TEXTE DE L'EXERCICE:
· · · · ·

Aujourd’hui et demain

Maintenant si certains sites ont fait l’objet d’une patrimonialisation cédée, il est en revanche possible aujourd’hui, grâce à la disponibilité d’une documentation importante, d’opérer autrement avec l’héritage architectural et urbain colonial en mettant en lumière, outre le paradoxe dont témoigne un désir de reconnaissance patrimoniale relatif à un épisode historique douloureux, la démarche des colonisateurs au moment de la fondation des villes nouvelles.

· · · · ·

DONNÉES DE L'EXERCICE:
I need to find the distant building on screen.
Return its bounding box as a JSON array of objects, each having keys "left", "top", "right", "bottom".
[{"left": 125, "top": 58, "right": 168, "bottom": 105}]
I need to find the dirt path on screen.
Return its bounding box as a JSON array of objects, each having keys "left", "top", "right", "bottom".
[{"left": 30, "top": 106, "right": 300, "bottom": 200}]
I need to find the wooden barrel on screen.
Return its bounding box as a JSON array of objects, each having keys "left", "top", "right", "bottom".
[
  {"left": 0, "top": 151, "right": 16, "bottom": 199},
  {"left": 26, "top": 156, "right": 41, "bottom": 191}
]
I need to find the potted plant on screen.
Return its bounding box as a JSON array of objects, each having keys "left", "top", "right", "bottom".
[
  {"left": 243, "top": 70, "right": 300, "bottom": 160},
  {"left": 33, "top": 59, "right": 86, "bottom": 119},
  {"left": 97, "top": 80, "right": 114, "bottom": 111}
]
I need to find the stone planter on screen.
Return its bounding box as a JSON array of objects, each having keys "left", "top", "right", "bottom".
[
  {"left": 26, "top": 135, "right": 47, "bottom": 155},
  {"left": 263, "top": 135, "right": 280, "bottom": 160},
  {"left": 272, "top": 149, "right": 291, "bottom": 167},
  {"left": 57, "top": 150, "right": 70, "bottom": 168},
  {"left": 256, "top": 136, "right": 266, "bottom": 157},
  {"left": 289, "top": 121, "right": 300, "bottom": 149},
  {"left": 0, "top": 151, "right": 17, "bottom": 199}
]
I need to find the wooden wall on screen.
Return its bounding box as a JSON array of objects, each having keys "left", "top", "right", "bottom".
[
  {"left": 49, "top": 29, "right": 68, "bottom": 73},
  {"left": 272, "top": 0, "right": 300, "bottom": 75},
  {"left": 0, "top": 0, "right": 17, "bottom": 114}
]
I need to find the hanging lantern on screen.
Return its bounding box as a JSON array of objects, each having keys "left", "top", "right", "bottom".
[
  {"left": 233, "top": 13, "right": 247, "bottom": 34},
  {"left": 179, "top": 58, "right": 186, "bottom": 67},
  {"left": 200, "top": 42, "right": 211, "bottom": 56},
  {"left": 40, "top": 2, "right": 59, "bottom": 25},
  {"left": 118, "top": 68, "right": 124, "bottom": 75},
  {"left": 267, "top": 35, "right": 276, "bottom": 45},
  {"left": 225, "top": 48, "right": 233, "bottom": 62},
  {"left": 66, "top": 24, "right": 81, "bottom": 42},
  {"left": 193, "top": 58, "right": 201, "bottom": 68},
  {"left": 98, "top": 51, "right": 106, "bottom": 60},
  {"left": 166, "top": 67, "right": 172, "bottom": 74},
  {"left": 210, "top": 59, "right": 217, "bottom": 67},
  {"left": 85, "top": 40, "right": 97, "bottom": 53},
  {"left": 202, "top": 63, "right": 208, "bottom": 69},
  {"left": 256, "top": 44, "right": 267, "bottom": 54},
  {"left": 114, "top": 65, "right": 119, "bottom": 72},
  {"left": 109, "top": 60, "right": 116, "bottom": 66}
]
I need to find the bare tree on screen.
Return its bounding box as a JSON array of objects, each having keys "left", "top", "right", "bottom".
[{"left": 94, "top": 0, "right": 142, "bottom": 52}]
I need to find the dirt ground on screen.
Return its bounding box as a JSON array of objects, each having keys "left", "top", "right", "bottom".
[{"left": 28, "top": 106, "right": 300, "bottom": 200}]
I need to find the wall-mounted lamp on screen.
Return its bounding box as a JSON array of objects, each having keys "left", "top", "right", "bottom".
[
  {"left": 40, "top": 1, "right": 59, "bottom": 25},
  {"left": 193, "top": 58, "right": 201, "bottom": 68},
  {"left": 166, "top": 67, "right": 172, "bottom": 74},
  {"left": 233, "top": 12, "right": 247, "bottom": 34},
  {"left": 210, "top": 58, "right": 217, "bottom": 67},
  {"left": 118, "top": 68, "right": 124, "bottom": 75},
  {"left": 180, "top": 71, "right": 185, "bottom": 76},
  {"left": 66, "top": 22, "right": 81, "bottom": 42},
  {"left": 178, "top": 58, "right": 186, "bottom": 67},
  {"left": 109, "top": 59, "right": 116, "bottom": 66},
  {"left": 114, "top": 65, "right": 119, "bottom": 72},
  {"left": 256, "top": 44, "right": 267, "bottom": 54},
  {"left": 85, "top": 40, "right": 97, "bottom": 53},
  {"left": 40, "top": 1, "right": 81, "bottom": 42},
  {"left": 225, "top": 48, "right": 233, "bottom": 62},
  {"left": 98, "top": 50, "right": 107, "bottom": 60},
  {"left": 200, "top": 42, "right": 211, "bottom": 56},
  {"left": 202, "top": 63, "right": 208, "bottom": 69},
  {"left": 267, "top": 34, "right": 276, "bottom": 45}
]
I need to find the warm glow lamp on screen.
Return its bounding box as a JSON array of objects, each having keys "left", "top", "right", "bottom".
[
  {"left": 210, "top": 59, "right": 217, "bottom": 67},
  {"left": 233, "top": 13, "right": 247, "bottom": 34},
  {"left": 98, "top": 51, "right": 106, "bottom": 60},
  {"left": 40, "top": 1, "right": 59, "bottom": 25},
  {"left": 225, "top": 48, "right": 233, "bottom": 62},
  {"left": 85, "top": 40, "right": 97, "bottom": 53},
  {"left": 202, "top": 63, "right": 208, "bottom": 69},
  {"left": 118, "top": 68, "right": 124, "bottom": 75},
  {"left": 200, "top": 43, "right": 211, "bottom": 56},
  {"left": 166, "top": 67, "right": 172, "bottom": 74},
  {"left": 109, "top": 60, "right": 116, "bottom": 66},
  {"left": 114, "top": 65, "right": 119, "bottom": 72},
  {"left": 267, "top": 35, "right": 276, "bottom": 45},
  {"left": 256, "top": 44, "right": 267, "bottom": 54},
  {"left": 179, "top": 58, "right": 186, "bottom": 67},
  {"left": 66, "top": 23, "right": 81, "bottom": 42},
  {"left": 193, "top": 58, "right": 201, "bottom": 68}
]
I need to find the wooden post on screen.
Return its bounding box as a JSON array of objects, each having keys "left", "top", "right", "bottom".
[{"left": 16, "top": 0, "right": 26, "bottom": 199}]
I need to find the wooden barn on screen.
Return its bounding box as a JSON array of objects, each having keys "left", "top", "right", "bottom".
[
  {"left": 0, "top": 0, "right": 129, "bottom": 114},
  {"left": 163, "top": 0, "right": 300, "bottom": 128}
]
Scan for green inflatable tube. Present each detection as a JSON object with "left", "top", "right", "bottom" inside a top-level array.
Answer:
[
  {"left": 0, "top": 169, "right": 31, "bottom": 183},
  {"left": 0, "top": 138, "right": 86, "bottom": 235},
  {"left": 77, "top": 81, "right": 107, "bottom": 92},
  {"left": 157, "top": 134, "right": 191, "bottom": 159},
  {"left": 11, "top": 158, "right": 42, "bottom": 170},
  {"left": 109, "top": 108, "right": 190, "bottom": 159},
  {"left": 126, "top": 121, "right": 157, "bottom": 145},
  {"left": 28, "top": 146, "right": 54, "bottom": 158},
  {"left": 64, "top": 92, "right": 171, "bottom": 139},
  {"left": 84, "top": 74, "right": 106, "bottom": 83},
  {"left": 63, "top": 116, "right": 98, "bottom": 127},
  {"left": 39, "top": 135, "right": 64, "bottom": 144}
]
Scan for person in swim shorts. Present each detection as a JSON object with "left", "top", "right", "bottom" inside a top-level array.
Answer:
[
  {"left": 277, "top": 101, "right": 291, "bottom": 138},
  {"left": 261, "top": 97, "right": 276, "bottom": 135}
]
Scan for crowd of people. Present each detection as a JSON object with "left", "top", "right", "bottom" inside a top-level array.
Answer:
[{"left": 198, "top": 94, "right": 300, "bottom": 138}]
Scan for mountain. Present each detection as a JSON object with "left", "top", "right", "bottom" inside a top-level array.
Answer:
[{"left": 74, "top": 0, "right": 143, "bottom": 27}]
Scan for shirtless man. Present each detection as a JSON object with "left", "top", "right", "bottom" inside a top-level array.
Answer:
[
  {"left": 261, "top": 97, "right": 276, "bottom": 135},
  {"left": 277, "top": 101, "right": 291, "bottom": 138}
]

· · · · ·

CONSIGNE: Recopiez à l'identique l'intégralité du texte sur l'héritage architectural et urbain colonial, titre compris.

RÉPONSE ATTENDUE:
Aujourd’hui et demain

Maintenant si certains sites ont fait l’objet d’une patrimonialisation cédée, il est en revanche possible aujourd’hui, grâce à la disponibilité d’une documentation importante, d’opérer autrement avec l’héritage architectural et urbain colonial en mettant en lumière, outre le paradoxe dont témoigne un désir de reconnaissance patrimoniale relatif à un épisode historique douloureux, la démarche des colonisateurs au moment de la fondation des villes nouvelles.